**CHALLENGE**
Extract every line in the rows below that contains the string "will", copying each one in full. Matching is case-sensitive.

**TASK INPUTS**
>> Start
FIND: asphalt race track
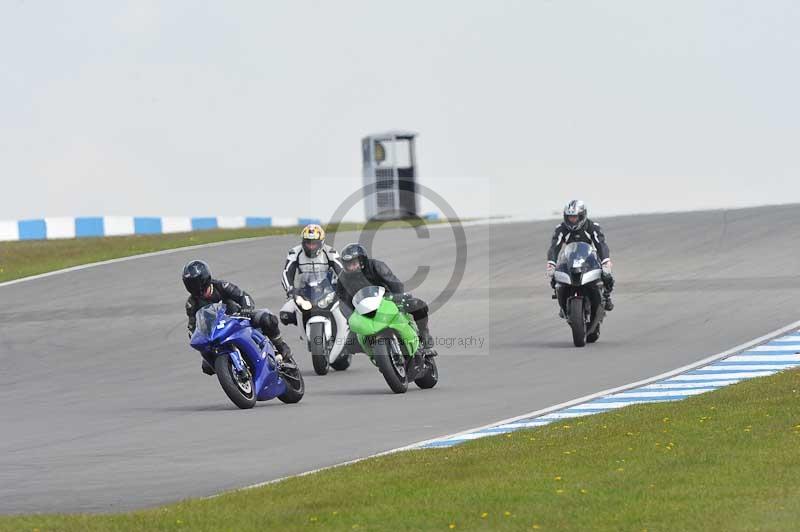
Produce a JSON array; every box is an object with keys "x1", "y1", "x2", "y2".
[{"x1": 0, "y1": 206, "x2": 800, "y2": 513}]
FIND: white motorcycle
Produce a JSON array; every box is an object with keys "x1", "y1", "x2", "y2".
[{"x1": 280, "y1": 272, "x2": 353, "y2": 375}]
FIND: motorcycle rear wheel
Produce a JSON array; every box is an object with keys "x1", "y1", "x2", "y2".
[{"x1": 414, "y1": 357, "x2": 439, "y2": 390}]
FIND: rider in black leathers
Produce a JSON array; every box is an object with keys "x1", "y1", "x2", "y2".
[
  {"x1": 547, "y1": 200, "x2": 614, "y2": 311},
  {"x1": 336, "y1": 244, "x2": 436, "y2": 356},
  {"x1": 182, "y1": 260, "x2": 292, "y2": 375}
]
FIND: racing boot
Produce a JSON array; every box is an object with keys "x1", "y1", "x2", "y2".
[
  {"x1": 269, "y1": 335, "x2": 294, "y2": 364},
  {"x1": 603, "y1": 290, "x2": 614, "y2": 312}
]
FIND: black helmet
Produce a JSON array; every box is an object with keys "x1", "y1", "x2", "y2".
[
  {"x1": 564, "y1": 200, "x2": 586, "y2": 231},
  {"x1": 342, "y1": 244, "x2": 369, "y2": 272},
  {"x1": 183, "y1": 260, "x2": 211, "y2": 297}
]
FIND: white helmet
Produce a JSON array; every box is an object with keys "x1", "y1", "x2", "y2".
[{"x1": 564, "y1": 200, "x2": 586, "y2": 231}]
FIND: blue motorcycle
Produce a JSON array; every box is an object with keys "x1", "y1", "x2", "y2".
[{"x1": 191, "y1": 303, "x2": 305, "y2": 408}]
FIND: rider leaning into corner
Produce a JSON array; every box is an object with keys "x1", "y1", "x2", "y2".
[
  {"x1": 547, "y1": 200, "x2": 614, "y2": 317},
  {"x1": 281, "y1": 224, "x2": 342, "y2": 298},
  {"x1": 182, "y1": 260, "x2": 292, "y2": 375},
  {"x1": 336, "y1": 244, "x2": 436, "y2": 357}
]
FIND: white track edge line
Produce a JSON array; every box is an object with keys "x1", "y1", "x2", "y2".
[{"x1": 211, "y1": 321, "x2": 800, "y2": 499}]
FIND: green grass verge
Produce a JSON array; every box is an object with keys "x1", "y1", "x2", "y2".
[
  {"x1": 6, "y1": 371, "x2": 800, "y2": 531},
  {"x1": 0, "y1": 221, "x2": 437, "y2": 282}
]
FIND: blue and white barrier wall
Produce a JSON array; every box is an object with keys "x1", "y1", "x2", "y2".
[{"x1": 0, "y1": 216, "x2": 320, "y2": 241}]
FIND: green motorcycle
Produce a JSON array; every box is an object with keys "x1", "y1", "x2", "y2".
[{"x1": 348, "y1": 286, "x2": 439, "y2": 393}]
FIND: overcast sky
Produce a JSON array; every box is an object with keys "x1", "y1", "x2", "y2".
[{"x1": 0, "y1": 0, "x2": 800, "y2": 219}]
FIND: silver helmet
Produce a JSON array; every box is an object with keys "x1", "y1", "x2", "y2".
[{"x1": 564, "y1": 200, "x2": 586, "y2": 231}]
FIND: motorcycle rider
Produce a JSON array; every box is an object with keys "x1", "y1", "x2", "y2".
[
  {"x1": 547, "y1": 200, "x2": 614, "y2": 317},
  {"x1": 281, "y1": 224, "x2": 342, "y2": 298},
  {"x1": 182, "y1": 260, "x2": 292, "y2": 375},
  {"x1": 336, "y1": 243, "x2": 436, "y2": 356}
]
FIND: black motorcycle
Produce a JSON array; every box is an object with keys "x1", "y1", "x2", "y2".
[{"x1": 553, "y1": 242, "x2": 606, "y2": 347}]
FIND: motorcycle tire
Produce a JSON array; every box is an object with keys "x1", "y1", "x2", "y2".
[
  {"x1": 569, "y1": 297, "x2": 586, "y2": 347},
  {"x1": 308, "y1": 323, "x2": 329, "y2": 375},
  {"x1": 331, "y1": 353, "x2": 353, "y2": 371},
  {"x1": 373, "y1": 333, "x2": 408, "y2": 393},
  {"x1": 278, "y1": 362, "x2": 306, "y2": 404},
  {"x1": 414, "y1": 357, "x2": 439, "y2": 390},
  {"x1": 214, "y1": 355, "x2": 256, "y2": 409}
]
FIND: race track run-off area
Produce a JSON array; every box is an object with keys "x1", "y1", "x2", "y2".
[{"x1": 0, "y1": 206, "x2": 800, "y2": 513}]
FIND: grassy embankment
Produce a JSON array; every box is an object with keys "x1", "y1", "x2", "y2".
[{"x1": 0, "y1": 221, "x2": 441, "y2": 282}]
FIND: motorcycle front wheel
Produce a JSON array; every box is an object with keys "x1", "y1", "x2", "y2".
[
  {"x1": 214, "y1": 355, "x2": 256, "y2": 409},
  {"x1": 308, "y1": 323, "x2": 329, "y2": 375},
  {"x1": 374, "y1": 333, "x2": 408, "y2": 393},
  {"x1": 569, "y1": 297, "x2": 586, "y2": 347},
  {"x1": 331, "y1": 353, "x2": 353, "y2": 371},
  {"x1": 278, "y1": 360, "x2": 306, "y2": 404}
]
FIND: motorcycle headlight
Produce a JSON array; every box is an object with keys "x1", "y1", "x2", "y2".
[
  {"x1": 317, "y1": 292, "x2": 336, "y2": 308},
  {"x1": 294, "y1": 296, "x2": 311, "y2": 310}
]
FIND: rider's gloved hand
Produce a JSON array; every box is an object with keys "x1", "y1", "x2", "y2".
[
  {"x1": 237, "y1": 308, "x2": 256, "y2": 320},
  {"x1": 545, "y1": 260, "x2": 556, "y2": 279}
]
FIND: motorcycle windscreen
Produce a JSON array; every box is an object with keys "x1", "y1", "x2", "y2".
[
  {"x1": 556, "y1": 242, "x2": 594, "y2": 272},
  {"x1": 194, "y1": 303, "x2": 226, "y2": 338},
  {"x1": 300, "y1": 272, "x2": 333, "y2": 303},
  {"x1": 353, "y1": 286, "x2": 386, "y2": 315}
]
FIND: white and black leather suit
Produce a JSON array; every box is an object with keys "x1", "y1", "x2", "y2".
[
  {"x1": 547, "y1": 219, "x2": 614, "y2": 293},
  {"x1": 281, "y1": 245, "x2": 342, "y2": 293}
]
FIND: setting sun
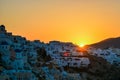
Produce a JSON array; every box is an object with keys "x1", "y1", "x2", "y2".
[{"x1": 80, "y1": 44, "x2": 85, "y2": 47}]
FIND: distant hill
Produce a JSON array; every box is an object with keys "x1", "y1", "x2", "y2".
[{"x1": 87, "y1": 37, "x2": 120, "y2": 49}]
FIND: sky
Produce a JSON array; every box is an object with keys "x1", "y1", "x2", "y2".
[{"x1": 0, "y1": 0, "x2": 120, "y2": 45}]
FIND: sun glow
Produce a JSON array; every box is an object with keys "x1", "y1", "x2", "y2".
[{"x1": 80, "y1": 44, "x2": 85, "y2": 47}]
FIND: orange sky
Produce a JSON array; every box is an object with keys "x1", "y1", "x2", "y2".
[{"x1": 0, "y1": 0, "x2": 120, "y2": 44}]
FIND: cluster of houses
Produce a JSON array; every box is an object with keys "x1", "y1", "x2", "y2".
[
  {"x1": 0, "y1": 25, "x2": 90, "y2": 80},
  {"x1": 87, "y1": 48, "x2": 120, "y2": 66},
  {"x1": 0, "y1": 25, "x2": 120, "y2": 80}
]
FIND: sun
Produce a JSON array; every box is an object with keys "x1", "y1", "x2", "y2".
[{"x1": 80, "y1": 44, "x2": 85, "y2": 47}]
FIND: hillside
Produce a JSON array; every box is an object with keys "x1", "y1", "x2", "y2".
[{"x1": 88, "y1": 37, "x2": 120, "y2": 49}]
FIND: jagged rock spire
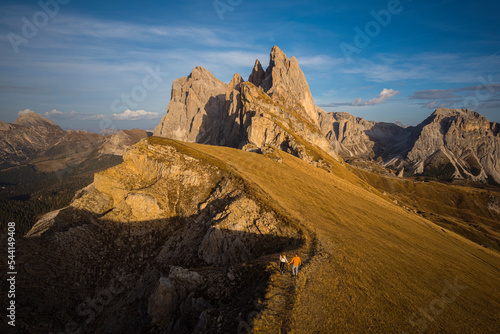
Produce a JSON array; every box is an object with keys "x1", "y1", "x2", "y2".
[
  {"x1": 251, "y1": 45, "x2": 318, "y2": 125},
  {"x1": 248, "y1": 59, "x2": 266, "y2": 87}
]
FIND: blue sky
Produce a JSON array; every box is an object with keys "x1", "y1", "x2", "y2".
[{"x1": 0, "y1": 0, "x2": 500, "y2": 131}]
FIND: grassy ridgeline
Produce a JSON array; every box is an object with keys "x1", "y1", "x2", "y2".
[{"x1": 157, "y1": 140, "x2": 500, "y2": 333}]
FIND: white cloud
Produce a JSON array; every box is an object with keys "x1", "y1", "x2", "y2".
[
  {"x1": 43, "y1": 109, "x2": 78, "y2": 118},
  {"x1": 87, "y1": 109, "x2": 161, "y2": 121},
  {"x1": 113, "y1": 109, "x2": 161, "y2": 121},
  {"x1": 17, "y1": 109, "x2": 34, "y2": 116},
  {"x1": 318, "y1": 88, "x2": 400, "y2": 108},
  {"x1": 364, "y1": 88, "x2": 401, "y2": 106},
  {"x1": 297, "y1": 55, "x2": 344, "y2": 68},
  {"x1": 352, "y1": 97, "x2": 363, "y2": 106}
]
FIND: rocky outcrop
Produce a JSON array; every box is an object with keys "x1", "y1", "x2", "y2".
[
  {"x1": 154, "y1": 46, "x2": 336, "y2": 162},
  {"x1": 17, "y1": 137, "x2": 302, "y2": 333},
  {"x1": 317, "y1": 108, "x2": 500, "y2": 183},
  {"x1": 153, "y1": 66, "x2": 227, "y2": 145},
  {"x1": 0, "y1": 113, "x2": 65, "y2": 168},
  {"x1": 406, "y1": 108, "x2": 500, "y2": 182},
  {"x1": 99, "y1": 129, "x2": 151, "y2": 155},
  {"x1": 260, "y1": 46, "x2": 318, "y2": 125}
]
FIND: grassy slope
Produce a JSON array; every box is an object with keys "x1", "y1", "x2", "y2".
[
  {"x1": 350, "y1": 168, "x2": 500, "y2": 251},
  {"x1": 154, "y1": 137, "x2": 500, "y2": 333}
]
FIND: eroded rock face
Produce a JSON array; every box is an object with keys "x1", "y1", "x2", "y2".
[
  {"x1": 153, "y1": 66, "x2": 228, "y2": 145},
  {"x1": 407, "y1": 108, "x2": 500, "y2": 182},
  {"x1": 18, "y1": 137, "x2": 301, "y2": 333},
  {"x1": 260, "y1": 46, "x2": 318, "y2": 125},
  {"x1": 154, "y1": 46, "x2": 336, "y2": 166},
  {"x1": 317, "y1": 108, "x2": 500, "y2": 182}
]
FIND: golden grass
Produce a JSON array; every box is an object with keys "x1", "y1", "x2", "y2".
[{"x1": 148, "y1": 139, "x2": 500, "y2": 333}]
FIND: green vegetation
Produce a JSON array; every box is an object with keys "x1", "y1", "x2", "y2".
[
  {"x1": 0, "y1": 155, "x2": 122, "y2": 235},
  {"x1": 153, "y1": 139, "x2": 500, "y2": 333}
]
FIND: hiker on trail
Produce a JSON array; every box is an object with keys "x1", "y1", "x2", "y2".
[
  {"x1": 280, "y1": 252, "x2": 288, "y2": 274},
  {"x1": 289, "y1": 253, "x2": 302, "y2": 276}
]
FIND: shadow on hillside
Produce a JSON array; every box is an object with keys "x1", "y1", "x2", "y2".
[
  {"x1": 0, "y1": 197, "x2": 303, "y2": 333},
  {"x1": 365, "y1": 123, "x2": 414, "y2": 161}
]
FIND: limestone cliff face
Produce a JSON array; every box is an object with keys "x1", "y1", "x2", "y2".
[
  {"x1": 153, "y1": 66, "x2": 228, "y2": 145},
  {"x1": 0, "y1": 113, "x2": 65, "y2": 167},
  {"x1": 154, "y1": 46, "x2": 336, "y2": 162},
  {"x1": 254, "y1": 46, "x2": 318, "y2": 125},
  {"x1": 23, "y1": 137, "x2": 301, "y2": 333},
  {"x1": 241, "y1": 82, "x2": 337, "y2": 163},
  {"x1": 318, "y1": 108, "x2": 500, "y2": 182},
  {"x1": 407, "y1": 108, "x2": 500, "y2": 182}
]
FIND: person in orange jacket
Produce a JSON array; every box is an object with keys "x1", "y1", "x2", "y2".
[{"x1": 288, "y1": 253, "x2": 302, "y2": 276}]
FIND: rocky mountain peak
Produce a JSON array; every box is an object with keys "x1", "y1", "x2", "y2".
[
  {"x1": 248, "y1": 59, "x2": 266, "y2": 87},
  {"x1": 260, "y1": 46, "x2": 318, "y2": 125},
  {"x1": 153, "y1": 66, "x2": 228, "y2": 144},
  {"x1": 15, "y1": 112, "x2": 59, "y2": 128},
  {"x1": 226, "y1": 73, "x2": 245, "y2": 96}
]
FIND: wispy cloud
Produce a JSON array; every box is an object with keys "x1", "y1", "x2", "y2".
[
  {"x1": 319, "y1": 88, "x2": 401, "y2": 108},
  {"x1": 339, "y1": 53, "x2": 500, "y2": 83},
  {"x1": 408, "y1": 83, "x2": 500, "y2": 109},
  {"x1": 364, "y1": 88, "x2": 401, "y2": 106},
  {"x1": 43, "y1": 109, "x2": 79, "y2": 119},
  {"x1": 84, "y1": 109, "x2": 161, "y2": 121},
  {"x1": 17, "y1": 109, "x2": 34, "y2": 116}
]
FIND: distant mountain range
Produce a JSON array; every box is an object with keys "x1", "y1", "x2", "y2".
[
  {"x1": 0, "y1": 47, "x2": 500, "y2": 333},
  {"x1": 0, "y1": 113, "x2": 148, "y2": 172},
  {"x1": 154, "y1": 46, "x2": 500, "y2": 183}
]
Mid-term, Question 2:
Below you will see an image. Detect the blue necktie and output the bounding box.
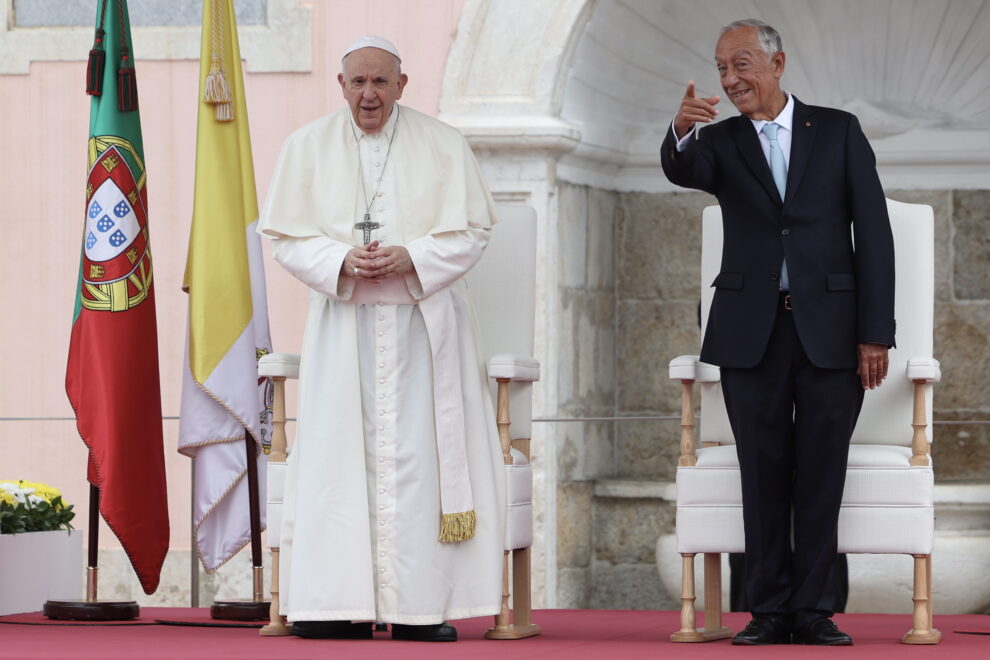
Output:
[763,122,790,291]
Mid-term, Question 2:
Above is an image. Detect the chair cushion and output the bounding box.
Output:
[677,445,935,554]
[504,503,533,550]
[504,449,533,550]
[258,353,299,378]
[488,353,540,381]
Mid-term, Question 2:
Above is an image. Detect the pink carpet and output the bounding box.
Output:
[0,607,990,660]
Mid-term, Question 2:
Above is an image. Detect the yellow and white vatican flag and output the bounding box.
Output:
[179,0,271,573]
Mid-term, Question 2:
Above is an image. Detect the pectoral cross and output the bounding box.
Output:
[354,213,381,245]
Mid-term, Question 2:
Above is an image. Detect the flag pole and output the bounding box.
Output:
[42,484,141,621]
[210,429,272,621]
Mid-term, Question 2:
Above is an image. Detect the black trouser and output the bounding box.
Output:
[721,297,863,628]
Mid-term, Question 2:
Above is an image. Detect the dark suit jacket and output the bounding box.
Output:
[660,98,894,369]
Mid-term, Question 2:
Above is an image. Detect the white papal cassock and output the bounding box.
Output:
[260,105,504,624]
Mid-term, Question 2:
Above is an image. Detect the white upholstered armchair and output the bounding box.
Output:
[258,205,540,639]
[670,200,941,644]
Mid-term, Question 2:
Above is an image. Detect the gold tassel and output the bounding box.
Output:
[213,101,234,121]
[204,55,230,105]
[440,510,478,543]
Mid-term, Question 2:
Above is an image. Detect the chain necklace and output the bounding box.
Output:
[350,105,400,245]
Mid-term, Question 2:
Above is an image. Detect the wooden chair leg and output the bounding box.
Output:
[258,548,292,637]
[670,552,732,642]
[512,548,541,639]
[700,552,732,641]
[901,555,942,644]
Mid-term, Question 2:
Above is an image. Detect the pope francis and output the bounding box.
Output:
[259,37,504,641]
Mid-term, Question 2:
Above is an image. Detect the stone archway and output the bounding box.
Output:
[440,0,990,607]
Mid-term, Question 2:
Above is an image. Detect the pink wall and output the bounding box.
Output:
[0,0,464,549]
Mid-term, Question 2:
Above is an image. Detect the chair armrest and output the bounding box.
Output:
[906,357,942,383]
[668,355,722,383]
[488,353,540,382]
[258,353,299,378]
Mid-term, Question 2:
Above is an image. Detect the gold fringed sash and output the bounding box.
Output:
[440,510,478,543]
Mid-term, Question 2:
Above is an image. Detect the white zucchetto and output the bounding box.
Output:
[340,35,402,62]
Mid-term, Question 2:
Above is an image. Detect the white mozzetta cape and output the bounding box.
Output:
[260,108,504,624]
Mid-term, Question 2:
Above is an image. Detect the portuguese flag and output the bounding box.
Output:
[65,0,169,594]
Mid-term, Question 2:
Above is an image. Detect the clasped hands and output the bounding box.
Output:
[340,241,415,282]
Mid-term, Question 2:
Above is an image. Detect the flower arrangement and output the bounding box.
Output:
[0,480,76,534]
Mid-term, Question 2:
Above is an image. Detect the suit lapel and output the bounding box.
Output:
[785,97,818,200]
[732,115,783,204]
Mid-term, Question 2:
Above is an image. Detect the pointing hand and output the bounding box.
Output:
[674,80,722,139]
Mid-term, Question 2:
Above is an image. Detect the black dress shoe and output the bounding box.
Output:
[292,621,371,639]
[794,617,852,646]
[392,621,457,642]
[732,616,791,646]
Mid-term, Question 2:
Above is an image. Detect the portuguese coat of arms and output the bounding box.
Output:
[80,136,151,312]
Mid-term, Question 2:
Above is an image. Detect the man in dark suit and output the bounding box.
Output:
[661,19,894,645]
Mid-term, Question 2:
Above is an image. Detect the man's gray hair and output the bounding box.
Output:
[718,18,784,57]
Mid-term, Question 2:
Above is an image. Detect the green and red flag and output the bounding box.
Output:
[65,0,169,594]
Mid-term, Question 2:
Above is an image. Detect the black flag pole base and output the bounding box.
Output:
[42,600,141,621]
[210,600,272,621]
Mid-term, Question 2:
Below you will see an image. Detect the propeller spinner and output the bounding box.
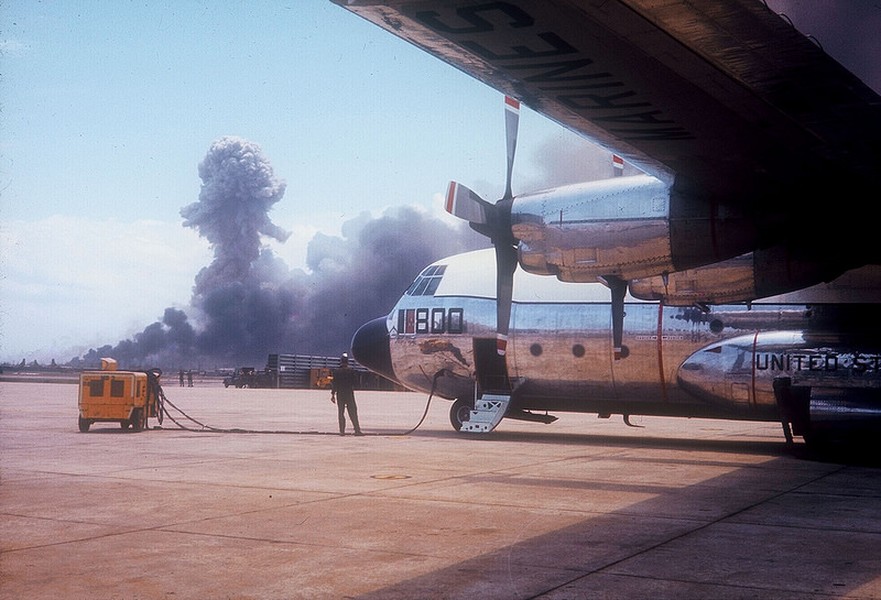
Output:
[446,96,520,356]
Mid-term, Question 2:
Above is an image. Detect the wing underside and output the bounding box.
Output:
[335,0,881,220]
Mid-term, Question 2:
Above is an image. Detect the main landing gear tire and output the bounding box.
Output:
[450,398,474,431]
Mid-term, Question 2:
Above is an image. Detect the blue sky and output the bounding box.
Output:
[6,0,881,362]
[0,0,600,362]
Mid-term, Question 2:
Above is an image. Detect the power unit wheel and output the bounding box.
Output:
[131,408,144,431]
[450,398,474,431]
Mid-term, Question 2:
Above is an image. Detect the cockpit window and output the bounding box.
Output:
[406,265,447,296]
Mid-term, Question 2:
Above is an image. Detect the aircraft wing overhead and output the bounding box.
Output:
[333,0,881,262]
>> End
**TASK OUTPUT**
Below you will see an image. Detect the blue necktie and output the bounding box.
Below you will see an image. Detect the propeller spinner and output the bounding box.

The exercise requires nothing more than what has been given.